Each line from the one that contains "Place one keypoint on each instance of the tern" to the end of the material must be set down exactly, and no line before it.
┄┄┄┄┄┄┄┄┄┄
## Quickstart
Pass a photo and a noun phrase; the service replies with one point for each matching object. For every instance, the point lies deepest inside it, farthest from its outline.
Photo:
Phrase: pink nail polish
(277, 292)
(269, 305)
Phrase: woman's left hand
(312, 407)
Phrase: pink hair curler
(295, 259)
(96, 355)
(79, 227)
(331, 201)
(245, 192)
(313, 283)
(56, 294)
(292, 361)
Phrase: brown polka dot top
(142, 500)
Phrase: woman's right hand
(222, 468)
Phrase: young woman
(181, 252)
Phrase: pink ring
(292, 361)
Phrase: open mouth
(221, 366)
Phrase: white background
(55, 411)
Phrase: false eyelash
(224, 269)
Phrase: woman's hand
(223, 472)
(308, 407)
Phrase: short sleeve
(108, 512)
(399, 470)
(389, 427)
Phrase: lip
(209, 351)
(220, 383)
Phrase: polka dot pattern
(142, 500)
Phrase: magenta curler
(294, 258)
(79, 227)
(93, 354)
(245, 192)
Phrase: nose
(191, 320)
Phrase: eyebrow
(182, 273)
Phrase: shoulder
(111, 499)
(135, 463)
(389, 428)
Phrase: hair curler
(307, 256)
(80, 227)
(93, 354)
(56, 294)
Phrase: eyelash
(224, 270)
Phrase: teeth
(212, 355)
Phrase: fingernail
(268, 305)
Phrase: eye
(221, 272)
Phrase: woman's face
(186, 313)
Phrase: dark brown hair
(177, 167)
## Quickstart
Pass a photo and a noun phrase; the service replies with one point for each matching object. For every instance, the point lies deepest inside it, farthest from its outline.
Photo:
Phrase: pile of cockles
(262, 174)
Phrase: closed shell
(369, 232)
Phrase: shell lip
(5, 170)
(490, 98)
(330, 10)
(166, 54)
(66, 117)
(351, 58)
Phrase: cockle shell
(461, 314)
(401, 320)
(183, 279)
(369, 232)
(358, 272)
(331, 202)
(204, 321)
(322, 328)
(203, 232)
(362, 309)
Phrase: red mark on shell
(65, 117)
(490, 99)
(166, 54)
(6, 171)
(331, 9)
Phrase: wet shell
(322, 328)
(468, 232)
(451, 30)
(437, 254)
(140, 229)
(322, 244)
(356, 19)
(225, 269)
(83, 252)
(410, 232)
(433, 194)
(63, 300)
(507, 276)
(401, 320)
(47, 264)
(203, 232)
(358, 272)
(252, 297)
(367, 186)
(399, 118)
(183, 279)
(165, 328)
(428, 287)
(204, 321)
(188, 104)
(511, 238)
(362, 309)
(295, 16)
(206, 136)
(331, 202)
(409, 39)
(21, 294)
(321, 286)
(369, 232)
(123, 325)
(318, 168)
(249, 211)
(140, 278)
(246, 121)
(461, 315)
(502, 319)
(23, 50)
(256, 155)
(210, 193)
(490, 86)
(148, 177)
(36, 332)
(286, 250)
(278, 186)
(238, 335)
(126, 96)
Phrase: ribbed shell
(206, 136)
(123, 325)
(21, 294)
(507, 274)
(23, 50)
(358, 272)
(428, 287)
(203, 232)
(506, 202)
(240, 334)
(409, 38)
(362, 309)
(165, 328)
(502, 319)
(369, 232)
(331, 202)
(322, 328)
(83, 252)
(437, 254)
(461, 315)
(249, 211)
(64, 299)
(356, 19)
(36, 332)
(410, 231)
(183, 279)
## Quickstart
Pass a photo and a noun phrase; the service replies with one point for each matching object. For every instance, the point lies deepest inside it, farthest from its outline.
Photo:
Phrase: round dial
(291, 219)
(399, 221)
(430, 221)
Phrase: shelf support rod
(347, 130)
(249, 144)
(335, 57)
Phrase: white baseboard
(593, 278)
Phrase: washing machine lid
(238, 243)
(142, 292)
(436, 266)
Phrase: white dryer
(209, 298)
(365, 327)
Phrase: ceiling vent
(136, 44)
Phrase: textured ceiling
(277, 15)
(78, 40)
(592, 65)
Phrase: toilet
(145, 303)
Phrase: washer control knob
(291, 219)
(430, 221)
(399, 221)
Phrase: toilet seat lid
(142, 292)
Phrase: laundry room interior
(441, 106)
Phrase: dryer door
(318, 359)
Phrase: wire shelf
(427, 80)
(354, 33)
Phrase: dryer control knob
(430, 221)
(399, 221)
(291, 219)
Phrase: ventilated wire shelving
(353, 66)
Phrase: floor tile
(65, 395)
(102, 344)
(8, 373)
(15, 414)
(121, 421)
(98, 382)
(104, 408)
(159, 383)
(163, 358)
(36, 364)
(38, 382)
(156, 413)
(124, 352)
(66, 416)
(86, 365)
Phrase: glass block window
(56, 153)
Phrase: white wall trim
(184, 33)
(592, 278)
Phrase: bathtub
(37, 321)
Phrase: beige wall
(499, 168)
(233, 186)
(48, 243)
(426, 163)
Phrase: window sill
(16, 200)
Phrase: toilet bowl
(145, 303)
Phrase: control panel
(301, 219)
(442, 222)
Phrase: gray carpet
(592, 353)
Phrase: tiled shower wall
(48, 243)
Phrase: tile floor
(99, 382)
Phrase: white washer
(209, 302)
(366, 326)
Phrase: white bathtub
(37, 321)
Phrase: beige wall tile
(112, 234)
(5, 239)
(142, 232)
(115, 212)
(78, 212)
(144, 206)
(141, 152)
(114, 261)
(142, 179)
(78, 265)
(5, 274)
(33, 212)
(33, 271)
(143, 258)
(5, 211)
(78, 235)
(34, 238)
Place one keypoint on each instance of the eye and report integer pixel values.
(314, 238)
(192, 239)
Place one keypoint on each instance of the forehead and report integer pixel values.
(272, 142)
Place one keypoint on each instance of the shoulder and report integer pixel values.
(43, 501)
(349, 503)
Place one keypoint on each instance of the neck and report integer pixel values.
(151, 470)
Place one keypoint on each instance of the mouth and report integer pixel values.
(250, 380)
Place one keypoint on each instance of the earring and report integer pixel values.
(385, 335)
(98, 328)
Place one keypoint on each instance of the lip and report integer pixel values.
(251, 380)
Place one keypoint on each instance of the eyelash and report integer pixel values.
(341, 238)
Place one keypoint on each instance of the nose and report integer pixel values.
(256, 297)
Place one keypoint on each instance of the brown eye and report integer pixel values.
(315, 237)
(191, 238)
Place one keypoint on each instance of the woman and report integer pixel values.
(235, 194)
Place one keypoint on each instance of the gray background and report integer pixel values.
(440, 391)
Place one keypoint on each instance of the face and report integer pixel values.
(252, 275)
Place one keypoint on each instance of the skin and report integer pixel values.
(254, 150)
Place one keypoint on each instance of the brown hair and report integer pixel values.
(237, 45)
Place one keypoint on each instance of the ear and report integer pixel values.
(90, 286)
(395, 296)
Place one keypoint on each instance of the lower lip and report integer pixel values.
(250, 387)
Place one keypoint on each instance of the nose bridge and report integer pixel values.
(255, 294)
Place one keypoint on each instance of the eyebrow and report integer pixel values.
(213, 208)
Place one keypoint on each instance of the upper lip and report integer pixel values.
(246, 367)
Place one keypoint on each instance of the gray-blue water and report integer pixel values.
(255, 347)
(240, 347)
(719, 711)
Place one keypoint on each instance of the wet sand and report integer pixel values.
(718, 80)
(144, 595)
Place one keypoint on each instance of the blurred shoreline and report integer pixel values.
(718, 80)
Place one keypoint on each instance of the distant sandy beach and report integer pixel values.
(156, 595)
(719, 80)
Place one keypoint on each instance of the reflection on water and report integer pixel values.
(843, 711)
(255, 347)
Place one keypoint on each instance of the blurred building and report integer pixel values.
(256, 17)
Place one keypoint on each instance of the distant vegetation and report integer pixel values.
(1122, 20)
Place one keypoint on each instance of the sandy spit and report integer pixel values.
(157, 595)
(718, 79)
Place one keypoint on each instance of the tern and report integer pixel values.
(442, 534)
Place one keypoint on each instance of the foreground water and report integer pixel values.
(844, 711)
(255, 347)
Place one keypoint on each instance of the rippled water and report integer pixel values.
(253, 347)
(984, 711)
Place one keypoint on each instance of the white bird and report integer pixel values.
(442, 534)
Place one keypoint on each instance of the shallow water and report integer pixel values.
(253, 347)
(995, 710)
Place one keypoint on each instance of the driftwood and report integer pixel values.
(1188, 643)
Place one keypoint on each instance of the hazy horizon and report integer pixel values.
┄┄┄┄┄┄┄┄┄┄
WRITTEN ANSWER:
Place one keypoint on each instance of the tern and report integer pixel values.
(442, 534)
Place one keypoint on each instance of the foreground water and report integer pixel values.
(844, 711)
(255, 347)
Place one keypoint on each instance of the rippled water and report integer pixel values.
(253, 347)
(984, 711)
Place one keypoint on each instance of the white bird and report integer pixel values.
(442, 534)
Place one keypoint on each instance of the shallow water and report integer pixel values.
(253, 347)
(995, 710)
Place one keypoint on each instance of the driftwood and report integer pixel values.
(1188, 643)
Place one keypoint on each instance of the hazy horizon and report integer pixel values.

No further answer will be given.